**** Texte du document ****
Aujourd’hui, si on y arrive, on va tenter un morceau du Kalalau trail, considéré comme le plus beau trek de Hawaii. Noah, a à peine 6 ans, entamerait ainsi son 3ème trek « mythique » après le W à Torres del Paine en Patagonie et celui du Landmanalaugar en Islande.

Qu’est ce qui rend ce trek si intéressant ? Le kalalau trail est le seul qui permet de longer la célèbre Napali Coast en empruntant une succession de ridges pour atteindre au bout de 11 miles, la plage de Kalalau. Ce trek est réputé particulièrement difficile du fait du franchissement des ridges et de la nature boueuse du terrain qui dès qu’il pleut rend les franchissements hasardeux. Ce trek se fait en général en 2 à 3 jours en aller-retour. Il n’est donc pas question de le faire entièrement, mais d’en emprunter le premier tiers.

Mais avant de se lancer dans l’aventure sportive, il va falloir passer la barrière administrative qui s’annonce au moins aussi compliquée. Je m’explique. Quand j’avais regardé en 2020 pour préparer notre tour du monde, il fallait demander un permis uniquement pour pouvoir bivouaquer à l’intérieur du parc ce qui n’avait de sens que pour ceux qui faisaient l’intégralité du trek.

Sauf que voila, la réglementation a changé depuis. Pour faire face à l’affluence, le permis est désormais obligatoire depuis avril juste pour rentrer dans le parc national. Les résas ouvrent 30 jours à l’avance et bien sûr avec les places limitées tout est complet depuis belle lurette.

Heureusement -enfin je l’espère- les hollandais qu’on a rencontré dans l’hélico il y a 2 jours et qui nous ont fait part de cette galère ont aussi partagé une astuce qui leur a quand même permis d’entrer.
**** Lignes brutes ****
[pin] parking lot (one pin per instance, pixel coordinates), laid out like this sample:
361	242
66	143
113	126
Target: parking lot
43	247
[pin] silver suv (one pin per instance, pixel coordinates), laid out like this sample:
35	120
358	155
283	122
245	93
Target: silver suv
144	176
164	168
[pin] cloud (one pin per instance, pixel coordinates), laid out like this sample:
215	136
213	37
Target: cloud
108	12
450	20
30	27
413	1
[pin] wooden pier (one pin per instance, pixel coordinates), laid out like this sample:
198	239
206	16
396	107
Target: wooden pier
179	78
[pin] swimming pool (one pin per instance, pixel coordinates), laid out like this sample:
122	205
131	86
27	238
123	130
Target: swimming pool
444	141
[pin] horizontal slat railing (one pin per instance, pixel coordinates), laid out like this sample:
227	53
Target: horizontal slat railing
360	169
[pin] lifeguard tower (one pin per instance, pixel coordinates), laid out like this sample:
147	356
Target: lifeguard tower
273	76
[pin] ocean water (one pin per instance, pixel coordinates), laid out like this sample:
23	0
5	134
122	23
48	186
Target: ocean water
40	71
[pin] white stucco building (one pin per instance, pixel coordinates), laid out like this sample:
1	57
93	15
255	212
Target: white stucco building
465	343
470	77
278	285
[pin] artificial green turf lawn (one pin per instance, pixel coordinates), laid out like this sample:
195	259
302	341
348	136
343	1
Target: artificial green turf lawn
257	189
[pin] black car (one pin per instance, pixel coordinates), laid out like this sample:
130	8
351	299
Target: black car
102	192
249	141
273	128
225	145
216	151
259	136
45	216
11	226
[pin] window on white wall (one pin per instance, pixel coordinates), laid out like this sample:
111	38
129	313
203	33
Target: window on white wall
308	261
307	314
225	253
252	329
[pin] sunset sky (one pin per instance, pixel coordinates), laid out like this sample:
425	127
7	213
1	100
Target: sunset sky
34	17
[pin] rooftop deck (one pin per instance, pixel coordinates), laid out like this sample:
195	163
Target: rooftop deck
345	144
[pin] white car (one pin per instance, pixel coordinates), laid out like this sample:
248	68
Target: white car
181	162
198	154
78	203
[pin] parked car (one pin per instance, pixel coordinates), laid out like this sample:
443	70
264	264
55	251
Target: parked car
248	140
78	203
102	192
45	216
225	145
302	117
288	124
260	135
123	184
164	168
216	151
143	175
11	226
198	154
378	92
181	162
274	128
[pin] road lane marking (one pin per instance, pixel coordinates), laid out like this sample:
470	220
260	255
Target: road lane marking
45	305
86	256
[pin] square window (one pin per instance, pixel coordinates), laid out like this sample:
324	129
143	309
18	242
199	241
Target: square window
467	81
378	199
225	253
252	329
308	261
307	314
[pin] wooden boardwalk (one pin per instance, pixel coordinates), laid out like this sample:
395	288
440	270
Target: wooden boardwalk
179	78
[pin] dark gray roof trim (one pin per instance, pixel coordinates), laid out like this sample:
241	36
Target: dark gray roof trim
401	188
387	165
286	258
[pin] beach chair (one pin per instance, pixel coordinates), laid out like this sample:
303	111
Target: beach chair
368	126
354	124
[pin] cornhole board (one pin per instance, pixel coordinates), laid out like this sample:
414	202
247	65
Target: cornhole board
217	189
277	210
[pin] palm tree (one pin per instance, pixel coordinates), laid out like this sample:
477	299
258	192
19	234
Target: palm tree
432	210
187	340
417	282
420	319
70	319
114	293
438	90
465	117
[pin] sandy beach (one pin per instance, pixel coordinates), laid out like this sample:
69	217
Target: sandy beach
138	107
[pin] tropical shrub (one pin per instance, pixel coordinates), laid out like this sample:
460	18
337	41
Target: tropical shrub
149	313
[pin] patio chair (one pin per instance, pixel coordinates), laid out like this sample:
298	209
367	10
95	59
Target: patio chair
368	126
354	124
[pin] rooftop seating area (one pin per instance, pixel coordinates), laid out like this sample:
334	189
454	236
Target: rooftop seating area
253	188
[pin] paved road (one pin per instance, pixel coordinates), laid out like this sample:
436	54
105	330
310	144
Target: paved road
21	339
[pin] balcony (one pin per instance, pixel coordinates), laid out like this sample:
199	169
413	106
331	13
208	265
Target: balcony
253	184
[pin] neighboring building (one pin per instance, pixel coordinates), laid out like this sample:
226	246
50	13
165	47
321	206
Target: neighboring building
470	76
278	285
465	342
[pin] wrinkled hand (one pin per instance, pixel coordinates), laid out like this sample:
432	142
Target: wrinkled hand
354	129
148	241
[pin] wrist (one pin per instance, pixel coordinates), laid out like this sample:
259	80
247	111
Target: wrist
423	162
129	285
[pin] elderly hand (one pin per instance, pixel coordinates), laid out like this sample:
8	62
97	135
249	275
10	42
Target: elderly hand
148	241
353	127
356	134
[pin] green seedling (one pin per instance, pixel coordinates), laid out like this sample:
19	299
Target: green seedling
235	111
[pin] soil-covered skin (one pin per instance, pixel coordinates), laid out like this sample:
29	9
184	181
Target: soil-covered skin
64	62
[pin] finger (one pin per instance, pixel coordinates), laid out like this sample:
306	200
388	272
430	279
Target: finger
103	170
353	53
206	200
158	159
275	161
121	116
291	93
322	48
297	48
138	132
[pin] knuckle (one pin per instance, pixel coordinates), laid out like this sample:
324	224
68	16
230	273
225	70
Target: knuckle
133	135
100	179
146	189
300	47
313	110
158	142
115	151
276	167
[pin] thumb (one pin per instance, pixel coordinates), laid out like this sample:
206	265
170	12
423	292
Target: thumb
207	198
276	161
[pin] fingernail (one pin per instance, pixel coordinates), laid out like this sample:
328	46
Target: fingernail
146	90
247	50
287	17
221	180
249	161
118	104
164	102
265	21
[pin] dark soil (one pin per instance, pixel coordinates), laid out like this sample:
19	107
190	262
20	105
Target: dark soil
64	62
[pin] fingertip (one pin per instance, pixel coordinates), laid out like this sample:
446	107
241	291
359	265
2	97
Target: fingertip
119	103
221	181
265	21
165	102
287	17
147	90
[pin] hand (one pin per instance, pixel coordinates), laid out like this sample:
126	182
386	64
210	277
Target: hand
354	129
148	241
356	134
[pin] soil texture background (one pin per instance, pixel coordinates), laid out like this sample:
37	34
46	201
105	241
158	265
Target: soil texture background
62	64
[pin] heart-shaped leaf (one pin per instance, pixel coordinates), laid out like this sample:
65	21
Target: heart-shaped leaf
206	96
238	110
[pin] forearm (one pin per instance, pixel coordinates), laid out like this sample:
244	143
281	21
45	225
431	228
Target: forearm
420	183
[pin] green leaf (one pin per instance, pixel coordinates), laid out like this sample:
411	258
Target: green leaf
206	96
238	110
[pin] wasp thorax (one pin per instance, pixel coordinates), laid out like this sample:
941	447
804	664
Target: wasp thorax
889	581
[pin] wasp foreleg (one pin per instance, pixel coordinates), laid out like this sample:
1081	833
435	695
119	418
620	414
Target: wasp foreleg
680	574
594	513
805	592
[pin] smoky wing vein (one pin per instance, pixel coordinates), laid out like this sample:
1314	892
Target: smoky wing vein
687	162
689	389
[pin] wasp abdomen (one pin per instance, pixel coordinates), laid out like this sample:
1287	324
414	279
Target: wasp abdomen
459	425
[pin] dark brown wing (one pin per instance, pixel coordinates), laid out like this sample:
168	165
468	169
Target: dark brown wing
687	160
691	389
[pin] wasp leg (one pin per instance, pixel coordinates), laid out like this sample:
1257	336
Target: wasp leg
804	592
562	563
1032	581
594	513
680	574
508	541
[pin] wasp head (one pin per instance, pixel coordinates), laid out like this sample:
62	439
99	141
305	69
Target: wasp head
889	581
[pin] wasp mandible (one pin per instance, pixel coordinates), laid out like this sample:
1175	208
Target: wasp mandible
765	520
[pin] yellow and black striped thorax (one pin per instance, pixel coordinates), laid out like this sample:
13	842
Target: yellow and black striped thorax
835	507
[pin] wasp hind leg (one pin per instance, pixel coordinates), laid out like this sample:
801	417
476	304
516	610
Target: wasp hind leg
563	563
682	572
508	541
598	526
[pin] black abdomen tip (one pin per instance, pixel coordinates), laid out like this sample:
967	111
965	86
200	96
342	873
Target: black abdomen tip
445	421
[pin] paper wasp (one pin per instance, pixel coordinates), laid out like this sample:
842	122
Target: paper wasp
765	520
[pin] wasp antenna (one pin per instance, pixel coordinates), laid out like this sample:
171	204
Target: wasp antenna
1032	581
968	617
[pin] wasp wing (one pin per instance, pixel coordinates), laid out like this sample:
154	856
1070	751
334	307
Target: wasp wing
****
▶ _Exercice proposé 1_
Dressez la liste complète des treks nommés dans le récit sur le Kalalau trail.
▶ _Exercice proposé 2_
Recopiez fidèlement le passage du récit sur le Kalalau trail qui va de « Heureusement -enfin je » jusqu'à « même permis d’entrer. » inclus.
▶ _Exercice proposé 3_
Pour chaque affirmation, dites par oui ou non si elle concorde avec le récit sur le Kalalau trail, puis citez mot pour mot les termes du récit qui tranchent.
(a) Ce trek se fait en général en une seule journée aller-retour.
(b) Le permis est désormais obligatoire pour entrer dans le parc national.
(c) La plage de Kalalau est atteinte au bout de 6 miles.
Les lignes ci-dessus ne sont pas nécessaires ici.

▶ _Réponse attendue 1_
- le Kalalau trail
- le W à Torres del Paine
- le trek du Landmanalaugar

▶ _Réponse attendue 2_
Heureusement -enfin je l’espère- les hollandais qu’on a rencontré dans l’hélico il y a 2 jours et qui nous ont fait part de cette galère ont aussi partagé une astuce qui leur a quand même permis d’entrer.

▶ _Réponse attendue 3_
(a) Non : « Ce trek se fait en général en 2 à 3 jours en aller-retour. »
(b) Oui : « le permis est désormais obligatoire depuis avril juste pour rentrer dans le parc national »
(c) Non : « pour atteindre au bout de 11 miles, la plage de Kalalau »